--- Work to be completed ---
Display every line in the items below that contains the word "sculpture", copying each such line in full.

--- Supplied material ---

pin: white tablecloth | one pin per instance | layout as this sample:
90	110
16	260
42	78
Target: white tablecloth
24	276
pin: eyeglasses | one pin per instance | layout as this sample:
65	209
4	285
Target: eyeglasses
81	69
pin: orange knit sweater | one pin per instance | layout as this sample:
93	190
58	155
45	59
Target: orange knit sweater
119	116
* * *
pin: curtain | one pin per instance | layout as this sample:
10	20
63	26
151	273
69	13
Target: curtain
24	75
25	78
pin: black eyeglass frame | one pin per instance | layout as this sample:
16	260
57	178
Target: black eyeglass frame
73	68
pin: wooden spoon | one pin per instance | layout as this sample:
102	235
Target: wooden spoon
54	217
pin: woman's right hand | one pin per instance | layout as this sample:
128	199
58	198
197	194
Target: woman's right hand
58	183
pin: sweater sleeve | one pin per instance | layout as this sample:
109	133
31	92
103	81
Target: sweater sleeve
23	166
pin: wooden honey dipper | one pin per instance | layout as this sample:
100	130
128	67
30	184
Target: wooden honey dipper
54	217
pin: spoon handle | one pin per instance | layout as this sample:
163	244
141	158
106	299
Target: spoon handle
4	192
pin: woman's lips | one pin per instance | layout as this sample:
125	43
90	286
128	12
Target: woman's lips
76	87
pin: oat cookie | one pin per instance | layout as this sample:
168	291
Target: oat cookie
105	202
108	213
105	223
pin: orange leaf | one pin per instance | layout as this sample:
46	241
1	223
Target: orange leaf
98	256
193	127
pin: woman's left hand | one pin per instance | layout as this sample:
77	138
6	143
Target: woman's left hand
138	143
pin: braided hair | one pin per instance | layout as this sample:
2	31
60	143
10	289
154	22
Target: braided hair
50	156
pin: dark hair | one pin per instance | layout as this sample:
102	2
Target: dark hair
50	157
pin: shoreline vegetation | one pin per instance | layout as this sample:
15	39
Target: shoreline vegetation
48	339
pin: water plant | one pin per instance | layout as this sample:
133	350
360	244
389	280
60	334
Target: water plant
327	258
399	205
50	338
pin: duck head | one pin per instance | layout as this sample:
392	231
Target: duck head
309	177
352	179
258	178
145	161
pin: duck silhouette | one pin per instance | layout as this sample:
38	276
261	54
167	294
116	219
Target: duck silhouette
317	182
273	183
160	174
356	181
==
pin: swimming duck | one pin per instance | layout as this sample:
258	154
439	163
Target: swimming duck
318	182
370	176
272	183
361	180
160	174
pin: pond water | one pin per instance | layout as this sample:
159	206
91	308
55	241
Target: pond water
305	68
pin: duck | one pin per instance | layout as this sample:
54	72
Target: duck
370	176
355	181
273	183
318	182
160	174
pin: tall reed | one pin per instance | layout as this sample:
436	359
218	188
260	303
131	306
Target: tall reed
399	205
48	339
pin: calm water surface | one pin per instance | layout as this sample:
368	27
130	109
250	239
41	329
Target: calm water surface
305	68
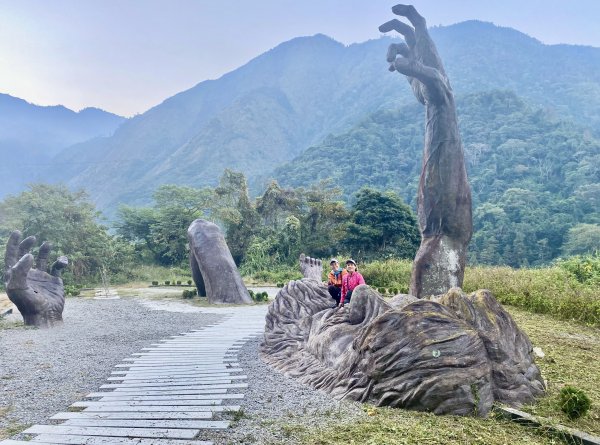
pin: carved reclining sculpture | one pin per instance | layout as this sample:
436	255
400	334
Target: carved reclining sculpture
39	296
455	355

--- Exercise result ---
pin: carved reclining sculpture | one pin per instance | layout as this sample:
Target: carved reclining sculpture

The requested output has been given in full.